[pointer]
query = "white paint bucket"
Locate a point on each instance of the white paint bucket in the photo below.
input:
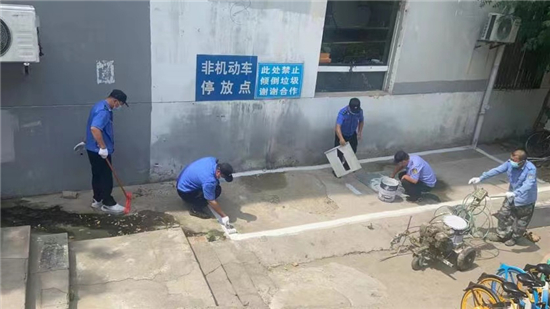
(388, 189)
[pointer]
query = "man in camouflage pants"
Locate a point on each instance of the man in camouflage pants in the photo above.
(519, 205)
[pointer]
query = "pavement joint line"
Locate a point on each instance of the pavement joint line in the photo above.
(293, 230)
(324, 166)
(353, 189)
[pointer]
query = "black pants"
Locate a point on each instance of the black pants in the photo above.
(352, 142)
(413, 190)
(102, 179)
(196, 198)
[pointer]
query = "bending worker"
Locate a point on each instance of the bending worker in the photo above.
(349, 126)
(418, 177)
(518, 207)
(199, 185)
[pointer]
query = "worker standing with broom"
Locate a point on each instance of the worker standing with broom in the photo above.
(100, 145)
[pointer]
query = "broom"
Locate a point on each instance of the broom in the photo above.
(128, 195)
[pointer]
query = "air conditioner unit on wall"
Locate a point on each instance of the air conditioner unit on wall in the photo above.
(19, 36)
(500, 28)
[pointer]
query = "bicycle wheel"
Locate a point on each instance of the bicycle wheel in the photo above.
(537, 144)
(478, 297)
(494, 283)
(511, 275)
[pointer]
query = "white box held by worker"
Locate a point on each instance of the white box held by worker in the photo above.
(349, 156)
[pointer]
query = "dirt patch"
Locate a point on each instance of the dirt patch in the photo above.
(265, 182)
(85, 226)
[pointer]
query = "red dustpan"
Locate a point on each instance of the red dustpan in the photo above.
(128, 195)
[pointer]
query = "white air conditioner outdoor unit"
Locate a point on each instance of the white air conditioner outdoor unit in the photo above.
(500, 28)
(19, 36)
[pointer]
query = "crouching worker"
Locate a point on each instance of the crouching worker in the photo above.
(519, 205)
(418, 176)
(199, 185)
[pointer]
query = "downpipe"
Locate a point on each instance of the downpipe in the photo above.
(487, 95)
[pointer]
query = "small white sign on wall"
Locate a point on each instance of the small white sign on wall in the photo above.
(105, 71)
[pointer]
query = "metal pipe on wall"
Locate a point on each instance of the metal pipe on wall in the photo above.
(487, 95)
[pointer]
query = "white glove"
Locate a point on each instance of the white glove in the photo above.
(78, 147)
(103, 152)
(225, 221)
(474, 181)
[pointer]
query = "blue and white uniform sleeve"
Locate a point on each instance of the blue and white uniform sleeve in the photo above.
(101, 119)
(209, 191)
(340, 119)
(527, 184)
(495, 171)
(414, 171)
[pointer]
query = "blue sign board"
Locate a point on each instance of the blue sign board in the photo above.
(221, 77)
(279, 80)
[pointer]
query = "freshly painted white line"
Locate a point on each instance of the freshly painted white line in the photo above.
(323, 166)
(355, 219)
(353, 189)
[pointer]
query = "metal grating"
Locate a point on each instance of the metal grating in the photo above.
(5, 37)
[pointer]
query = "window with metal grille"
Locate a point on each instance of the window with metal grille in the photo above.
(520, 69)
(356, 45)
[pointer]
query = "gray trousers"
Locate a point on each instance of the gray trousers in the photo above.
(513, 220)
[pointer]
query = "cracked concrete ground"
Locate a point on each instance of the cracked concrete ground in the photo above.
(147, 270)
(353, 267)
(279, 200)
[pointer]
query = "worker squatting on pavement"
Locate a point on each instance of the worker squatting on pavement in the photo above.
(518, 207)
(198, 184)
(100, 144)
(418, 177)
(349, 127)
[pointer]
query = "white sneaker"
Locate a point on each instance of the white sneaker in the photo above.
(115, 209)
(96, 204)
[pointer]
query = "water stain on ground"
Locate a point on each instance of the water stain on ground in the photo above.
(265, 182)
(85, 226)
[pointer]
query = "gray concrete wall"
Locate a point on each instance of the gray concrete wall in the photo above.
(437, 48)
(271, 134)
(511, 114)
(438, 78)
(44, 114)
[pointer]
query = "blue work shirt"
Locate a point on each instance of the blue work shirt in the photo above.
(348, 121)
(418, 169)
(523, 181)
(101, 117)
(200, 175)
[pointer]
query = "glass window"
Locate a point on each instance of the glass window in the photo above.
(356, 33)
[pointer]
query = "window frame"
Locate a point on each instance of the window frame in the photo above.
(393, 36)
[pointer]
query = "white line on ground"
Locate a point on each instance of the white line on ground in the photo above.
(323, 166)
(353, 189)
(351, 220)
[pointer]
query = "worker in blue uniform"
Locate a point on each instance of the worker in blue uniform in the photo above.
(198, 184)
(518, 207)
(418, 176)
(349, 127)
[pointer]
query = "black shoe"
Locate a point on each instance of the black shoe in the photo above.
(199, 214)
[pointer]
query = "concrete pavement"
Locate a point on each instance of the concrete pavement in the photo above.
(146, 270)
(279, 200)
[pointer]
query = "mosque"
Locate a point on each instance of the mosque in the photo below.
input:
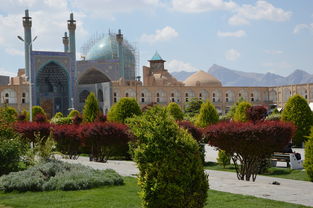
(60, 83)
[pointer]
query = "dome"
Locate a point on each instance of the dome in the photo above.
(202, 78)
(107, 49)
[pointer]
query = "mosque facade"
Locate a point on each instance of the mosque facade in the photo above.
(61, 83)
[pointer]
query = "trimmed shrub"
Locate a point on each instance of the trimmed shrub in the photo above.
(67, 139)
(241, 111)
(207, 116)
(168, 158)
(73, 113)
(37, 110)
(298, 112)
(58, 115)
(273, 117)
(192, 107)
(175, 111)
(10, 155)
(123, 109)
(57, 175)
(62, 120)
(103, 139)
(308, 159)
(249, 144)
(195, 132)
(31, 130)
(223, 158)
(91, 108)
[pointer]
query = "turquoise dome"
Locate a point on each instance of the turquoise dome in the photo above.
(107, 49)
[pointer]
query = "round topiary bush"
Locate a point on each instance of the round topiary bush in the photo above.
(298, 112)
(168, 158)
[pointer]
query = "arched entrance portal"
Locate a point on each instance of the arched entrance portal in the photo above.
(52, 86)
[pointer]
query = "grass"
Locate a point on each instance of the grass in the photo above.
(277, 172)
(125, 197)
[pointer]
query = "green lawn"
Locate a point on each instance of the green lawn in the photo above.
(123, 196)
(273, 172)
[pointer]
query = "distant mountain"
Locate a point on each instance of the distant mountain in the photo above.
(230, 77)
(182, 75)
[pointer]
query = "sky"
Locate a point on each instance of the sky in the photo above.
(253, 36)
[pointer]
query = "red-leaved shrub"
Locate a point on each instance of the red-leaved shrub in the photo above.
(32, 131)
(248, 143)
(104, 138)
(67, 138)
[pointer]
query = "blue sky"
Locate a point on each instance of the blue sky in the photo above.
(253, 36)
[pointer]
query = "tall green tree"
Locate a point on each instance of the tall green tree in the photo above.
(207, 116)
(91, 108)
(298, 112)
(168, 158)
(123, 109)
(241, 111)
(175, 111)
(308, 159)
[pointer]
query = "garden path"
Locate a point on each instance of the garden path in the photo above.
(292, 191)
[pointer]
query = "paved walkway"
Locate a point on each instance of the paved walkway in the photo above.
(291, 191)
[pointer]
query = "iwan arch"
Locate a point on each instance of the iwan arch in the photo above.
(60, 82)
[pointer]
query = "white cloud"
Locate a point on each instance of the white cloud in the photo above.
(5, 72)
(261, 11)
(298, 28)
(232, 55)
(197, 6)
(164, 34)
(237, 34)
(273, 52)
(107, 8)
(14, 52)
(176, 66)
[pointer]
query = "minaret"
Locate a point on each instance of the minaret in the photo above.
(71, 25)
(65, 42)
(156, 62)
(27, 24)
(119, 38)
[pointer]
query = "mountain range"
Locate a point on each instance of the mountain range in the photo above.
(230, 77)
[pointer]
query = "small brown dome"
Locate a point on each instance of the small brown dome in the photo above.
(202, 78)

========

上の記録のうち、文字列「mosque」を含む行を一つ残らず書き写して示してください。大文字と小文字は区別します。

▶ 回答全文
query = "mosque"
Locate a point on each instance of the mosque in the photo below.
query = "mosque facade"
Locate a point on each instance of the mosque facade in the photo above.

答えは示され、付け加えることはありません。